LIST OF TASKS →
a: Rewrite the paragraph of the Glee review that begins "So our McKinley plot focuses" as a short bulleted list, keeping its main facts.
b: Repeat everything in the Glee review from "The Harlem Shake" down to "any power anymore?", word for word.

*** Opening of PROVIDED PASSAGE ***

TV Review: Glee Season 4 Episode 19
So this episode starts out with several Harlem Shake sequences.
Glee can’t be this terrible by accident. It’s gotta be on purpose, right?
It has to be.
TL;DR Rachel auditions for Funny Girl, Finn and Will work out their shit, Marley writes some boring original songs. And everyone is pretty much over the “shooting” already.
That’s because it wasn’t real. At least Glee understood that, I guess.
So our McKinley plot focuses on the upcoming Regionals. The theme will be Dreams. Will picks out 3 songs with “dream” in the title, but Marley wants them to use her totally-heartfelt-and-definitely-not-awful-I-swear original songs instead. The rest of the glee club agree, and Will is eventually convinced after hearing them sing one in private. It’s not good, yo. Meanwhile, Finn has started college. He finds Puck already there and they live the party lifestyle. Will stops by later to try to patch things up, and after some grovelling (which makes no sense becuase Finn is in the wrong. You know, for kissing Will’s fiancé and ruining their wedding), Finn decides to come back and help the glee club. And over in New York, Rachel auditions for Funny Girl. Shelby (not that Shelby. Her mum, remember?) stops by and gives her some advice. It goes well.
Santana does not appear in this episode. Rude.
Obviously, the big problem this week is with Marley’s songs. They’re terrible. They make the original songs from the first time seem fucking profound.
There are 2, and both of them are barely average pop songs about feeling different and being left out, but you still have friends and vague hopes. They’re bland, predictable, and offer no improvement over what came before.
So just like each subsequent season of Glee, then.
Why I hate this episode:
A bunch of the glee club kids get some exaggerated new personality traits, apparently caused by PTSD from the “shooting.” Tina is now dressing Steampunk, which, for the uninitiated, is pretty much taking anything normal and bronzing it and sticking as many cogs or pipes onto it as physically possible. This is a subculture, people.
Alex is now taking birth control pills because he wants to make his boobs grow. Ew.
And Sam is pretending he has an identical twin. Wtf?
Roz Washington (the “talented” NeNe Leakes) is back to take over Cheerios coaching duties from Sue. Any episode with more than 1 scene with her is an automatic fail.
The Harlem Shake stuff is seriously pathetic. I think we may have found a true successor to Kiki. At long last.
I got genuinely mad at Finn forcing Will to apologise to him over and over. You’re the homewrecker, Finn. Take some fucking responsibility.
Rachel thanks Finn for beating Brodie up. Are you retarded?
After making a decent point about being in charge and knowing what’s best, Will eventually folds to the glee club’s demands of performing Marley’s original songs at Regionals. Does Will have any power anymore?
“Katie” isn’t back.
Oh, and Rachel’s audition with Don’t Stop Believin’ is the least impressive version of it yet. I think the “Stop” part of that title should be what Glee takes away from this experience.

*** Close of PROVIDED PASSAGE ***
*** Opening of LISTED RECORDS ***

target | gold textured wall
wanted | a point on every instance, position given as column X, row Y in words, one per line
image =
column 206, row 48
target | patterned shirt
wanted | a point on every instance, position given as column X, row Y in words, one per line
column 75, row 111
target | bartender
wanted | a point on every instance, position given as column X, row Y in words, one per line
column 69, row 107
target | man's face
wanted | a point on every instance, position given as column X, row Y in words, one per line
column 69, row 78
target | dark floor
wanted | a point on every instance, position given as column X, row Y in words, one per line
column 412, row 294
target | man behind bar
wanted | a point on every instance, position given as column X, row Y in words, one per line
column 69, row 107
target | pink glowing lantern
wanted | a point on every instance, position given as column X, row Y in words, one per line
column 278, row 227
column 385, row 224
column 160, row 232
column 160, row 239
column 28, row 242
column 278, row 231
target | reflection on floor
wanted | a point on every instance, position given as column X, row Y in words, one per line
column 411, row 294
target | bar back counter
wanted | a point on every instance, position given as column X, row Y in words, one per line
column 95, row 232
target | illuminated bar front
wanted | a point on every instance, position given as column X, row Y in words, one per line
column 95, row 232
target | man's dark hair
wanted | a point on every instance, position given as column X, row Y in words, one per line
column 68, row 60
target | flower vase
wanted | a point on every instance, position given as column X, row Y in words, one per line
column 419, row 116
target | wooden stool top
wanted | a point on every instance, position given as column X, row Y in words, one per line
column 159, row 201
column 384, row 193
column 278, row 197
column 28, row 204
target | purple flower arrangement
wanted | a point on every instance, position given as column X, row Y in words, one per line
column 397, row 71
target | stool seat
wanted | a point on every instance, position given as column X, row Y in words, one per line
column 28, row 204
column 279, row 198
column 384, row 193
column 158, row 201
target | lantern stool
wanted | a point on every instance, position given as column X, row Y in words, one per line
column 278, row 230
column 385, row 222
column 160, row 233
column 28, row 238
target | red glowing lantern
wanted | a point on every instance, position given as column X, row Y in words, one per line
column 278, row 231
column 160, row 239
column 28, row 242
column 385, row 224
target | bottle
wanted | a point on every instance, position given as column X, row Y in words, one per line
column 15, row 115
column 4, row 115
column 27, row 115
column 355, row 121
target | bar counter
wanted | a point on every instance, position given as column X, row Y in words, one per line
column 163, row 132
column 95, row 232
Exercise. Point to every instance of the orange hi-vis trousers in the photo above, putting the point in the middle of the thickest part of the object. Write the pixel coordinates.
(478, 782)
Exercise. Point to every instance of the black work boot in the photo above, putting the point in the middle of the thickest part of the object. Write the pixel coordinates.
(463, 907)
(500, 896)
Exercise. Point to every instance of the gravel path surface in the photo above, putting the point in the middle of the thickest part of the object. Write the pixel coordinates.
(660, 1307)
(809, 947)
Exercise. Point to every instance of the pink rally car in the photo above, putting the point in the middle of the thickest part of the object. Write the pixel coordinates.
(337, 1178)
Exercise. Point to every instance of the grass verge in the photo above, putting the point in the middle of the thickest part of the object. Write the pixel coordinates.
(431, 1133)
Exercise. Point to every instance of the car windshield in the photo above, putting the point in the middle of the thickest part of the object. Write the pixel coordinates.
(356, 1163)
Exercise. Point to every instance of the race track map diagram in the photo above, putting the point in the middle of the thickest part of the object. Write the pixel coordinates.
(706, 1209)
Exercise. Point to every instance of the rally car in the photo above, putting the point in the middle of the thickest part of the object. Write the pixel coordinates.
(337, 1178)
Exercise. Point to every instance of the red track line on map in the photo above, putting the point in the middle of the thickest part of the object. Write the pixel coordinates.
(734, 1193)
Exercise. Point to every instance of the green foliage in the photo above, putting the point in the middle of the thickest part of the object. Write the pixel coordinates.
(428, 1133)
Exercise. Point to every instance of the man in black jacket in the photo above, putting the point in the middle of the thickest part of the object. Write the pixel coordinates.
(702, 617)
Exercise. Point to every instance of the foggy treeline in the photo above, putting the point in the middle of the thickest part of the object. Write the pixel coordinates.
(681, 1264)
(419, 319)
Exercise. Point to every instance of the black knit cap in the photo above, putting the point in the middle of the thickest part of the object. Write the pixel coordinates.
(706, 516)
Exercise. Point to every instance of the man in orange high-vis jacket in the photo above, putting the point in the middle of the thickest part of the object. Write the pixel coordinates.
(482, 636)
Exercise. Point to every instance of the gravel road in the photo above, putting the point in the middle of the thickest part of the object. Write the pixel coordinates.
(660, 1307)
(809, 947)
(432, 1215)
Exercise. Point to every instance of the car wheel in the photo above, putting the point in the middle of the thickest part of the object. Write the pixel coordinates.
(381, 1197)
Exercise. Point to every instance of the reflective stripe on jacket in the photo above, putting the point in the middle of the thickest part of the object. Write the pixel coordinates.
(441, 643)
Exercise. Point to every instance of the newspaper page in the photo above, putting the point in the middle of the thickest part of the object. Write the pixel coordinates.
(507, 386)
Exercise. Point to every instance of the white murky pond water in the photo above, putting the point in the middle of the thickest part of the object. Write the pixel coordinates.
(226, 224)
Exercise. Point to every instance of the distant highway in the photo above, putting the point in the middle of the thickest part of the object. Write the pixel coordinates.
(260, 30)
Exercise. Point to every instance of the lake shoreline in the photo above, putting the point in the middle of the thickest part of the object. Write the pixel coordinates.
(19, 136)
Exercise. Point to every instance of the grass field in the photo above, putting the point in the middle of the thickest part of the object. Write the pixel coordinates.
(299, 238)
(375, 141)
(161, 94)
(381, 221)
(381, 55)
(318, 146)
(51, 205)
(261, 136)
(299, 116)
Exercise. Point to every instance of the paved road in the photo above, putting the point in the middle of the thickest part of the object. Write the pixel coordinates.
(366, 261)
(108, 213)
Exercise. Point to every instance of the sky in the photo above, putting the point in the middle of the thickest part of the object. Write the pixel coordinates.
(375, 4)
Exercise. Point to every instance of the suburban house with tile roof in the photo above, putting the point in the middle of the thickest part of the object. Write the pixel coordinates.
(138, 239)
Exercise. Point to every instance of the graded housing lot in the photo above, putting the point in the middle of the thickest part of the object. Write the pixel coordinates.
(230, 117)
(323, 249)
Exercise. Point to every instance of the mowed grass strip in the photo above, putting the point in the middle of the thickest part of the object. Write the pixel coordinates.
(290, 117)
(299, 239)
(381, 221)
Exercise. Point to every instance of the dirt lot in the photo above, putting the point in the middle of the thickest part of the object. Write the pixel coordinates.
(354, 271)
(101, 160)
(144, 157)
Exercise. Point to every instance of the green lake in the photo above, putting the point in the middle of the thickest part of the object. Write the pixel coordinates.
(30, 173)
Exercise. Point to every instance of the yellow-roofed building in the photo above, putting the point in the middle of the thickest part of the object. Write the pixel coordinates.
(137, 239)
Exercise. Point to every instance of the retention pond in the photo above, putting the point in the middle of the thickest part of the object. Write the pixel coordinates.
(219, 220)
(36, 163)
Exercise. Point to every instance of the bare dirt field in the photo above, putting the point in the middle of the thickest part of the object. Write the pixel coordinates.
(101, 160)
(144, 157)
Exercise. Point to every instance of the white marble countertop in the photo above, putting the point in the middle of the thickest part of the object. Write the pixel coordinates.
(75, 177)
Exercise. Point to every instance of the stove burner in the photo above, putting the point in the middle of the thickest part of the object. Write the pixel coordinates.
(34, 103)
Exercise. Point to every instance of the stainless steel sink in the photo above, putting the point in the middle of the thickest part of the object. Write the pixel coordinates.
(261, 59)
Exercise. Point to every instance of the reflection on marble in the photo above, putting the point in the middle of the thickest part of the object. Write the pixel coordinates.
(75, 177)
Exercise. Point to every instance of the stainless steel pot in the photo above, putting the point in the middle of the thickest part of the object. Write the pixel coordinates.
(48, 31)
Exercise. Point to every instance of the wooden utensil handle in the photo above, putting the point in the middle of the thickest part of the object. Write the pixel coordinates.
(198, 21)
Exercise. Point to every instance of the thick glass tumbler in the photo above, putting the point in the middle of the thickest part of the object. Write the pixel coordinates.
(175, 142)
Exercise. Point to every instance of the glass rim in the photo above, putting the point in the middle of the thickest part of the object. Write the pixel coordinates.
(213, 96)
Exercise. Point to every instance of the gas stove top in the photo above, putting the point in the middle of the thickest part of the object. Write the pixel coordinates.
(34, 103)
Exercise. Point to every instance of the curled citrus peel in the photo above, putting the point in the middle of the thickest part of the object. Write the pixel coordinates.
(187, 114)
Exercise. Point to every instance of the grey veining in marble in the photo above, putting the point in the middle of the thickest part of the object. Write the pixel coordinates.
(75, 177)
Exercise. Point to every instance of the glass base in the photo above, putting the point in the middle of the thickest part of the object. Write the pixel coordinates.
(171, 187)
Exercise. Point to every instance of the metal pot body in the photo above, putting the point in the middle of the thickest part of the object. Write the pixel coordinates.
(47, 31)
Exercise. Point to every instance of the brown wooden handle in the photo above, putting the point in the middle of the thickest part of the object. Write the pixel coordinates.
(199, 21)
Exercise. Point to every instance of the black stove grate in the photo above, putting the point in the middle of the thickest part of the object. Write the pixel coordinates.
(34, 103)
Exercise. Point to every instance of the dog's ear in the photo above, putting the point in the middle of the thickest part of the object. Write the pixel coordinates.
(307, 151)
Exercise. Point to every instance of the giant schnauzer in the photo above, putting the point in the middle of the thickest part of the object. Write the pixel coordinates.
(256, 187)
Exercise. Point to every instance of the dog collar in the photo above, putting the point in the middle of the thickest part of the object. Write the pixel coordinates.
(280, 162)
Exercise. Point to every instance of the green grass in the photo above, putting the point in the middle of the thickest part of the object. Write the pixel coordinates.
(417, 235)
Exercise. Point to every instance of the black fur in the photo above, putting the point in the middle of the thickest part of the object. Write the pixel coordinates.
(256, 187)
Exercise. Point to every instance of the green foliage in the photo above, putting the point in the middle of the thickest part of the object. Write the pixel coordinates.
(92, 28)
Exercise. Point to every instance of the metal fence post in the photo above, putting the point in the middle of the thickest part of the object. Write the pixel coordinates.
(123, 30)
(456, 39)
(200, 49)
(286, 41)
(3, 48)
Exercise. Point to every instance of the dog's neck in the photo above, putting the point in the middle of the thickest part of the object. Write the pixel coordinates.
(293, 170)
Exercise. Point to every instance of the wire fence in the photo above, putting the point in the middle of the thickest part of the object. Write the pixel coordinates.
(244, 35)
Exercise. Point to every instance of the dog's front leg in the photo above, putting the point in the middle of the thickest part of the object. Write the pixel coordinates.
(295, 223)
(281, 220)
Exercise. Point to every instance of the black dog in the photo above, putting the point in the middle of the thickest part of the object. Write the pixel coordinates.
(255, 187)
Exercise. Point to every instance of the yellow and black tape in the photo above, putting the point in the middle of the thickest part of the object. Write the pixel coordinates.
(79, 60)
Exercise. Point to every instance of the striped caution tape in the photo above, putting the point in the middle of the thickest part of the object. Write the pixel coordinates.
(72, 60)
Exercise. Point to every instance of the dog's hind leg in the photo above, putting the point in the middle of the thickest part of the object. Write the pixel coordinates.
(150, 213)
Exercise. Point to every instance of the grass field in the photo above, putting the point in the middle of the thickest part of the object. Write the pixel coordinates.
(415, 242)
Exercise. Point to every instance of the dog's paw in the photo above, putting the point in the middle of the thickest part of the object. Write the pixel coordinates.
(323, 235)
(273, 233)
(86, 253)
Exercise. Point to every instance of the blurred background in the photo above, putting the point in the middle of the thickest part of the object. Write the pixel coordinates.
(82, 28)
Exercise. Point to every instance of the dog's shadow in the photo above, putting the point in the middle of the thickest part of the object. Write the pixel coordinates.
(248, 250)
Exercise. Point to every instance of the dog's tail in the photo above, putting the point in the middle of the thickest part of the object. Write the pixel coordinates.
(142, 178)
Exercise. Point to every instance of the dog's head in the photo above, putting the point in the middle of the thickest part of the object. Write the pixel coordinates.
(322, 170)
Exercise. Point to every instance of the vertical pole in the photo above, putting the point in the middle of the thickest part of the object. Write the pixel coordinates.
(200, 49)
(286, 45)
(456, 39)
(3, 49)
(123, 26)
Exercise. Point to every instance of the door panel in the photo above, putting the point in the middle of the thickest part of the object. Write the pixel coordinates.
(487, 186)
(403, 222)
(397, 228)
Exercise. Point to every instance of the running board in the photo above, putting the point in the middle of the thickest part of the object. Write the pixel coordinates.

*** Close of LISTED RECORDS ***

SOLUTION LIST →
a:
- At McKinley, the glee club prepares for Regionals, which has the theme Dreams.
- Will picks three songs with "dream" in the title. Marley wants to use her original songs instead. The rest of the club agrees, and Will is convinced after hearing them sing one in private. The reviewer thinks the songs are bad.
- Finn has started college, finds Puck already there, and the two live the party lifestyle.
- Will visits to patch things up. After grovelling, which the reviewer says makes no sense because Finn kissed Will's fiancé and ruined their wedding, Finn decides to come back and help the glee club.
- In New York, Rachel auditions for Funny Girl. Shelby, her mum, stops by with advice, and the audition goes well.

b:
The Harlem Shake stuff is seriously pathetic. I think we may have found a true successor to Kiki. At long last.
I got genuinely mad at Finn forcing Will to apologise to him over and over. You’re the homewrecker, Finn. Take some fucking responsibility.
Rachel thanks Finn for beating Brodie up. Are you retarded?
After making a decent point about being in charge and knowing what’s best, Will eventually folds to the glee club’s demands of performing Marley’s original songs at Regionals. Does Will have any power anymore?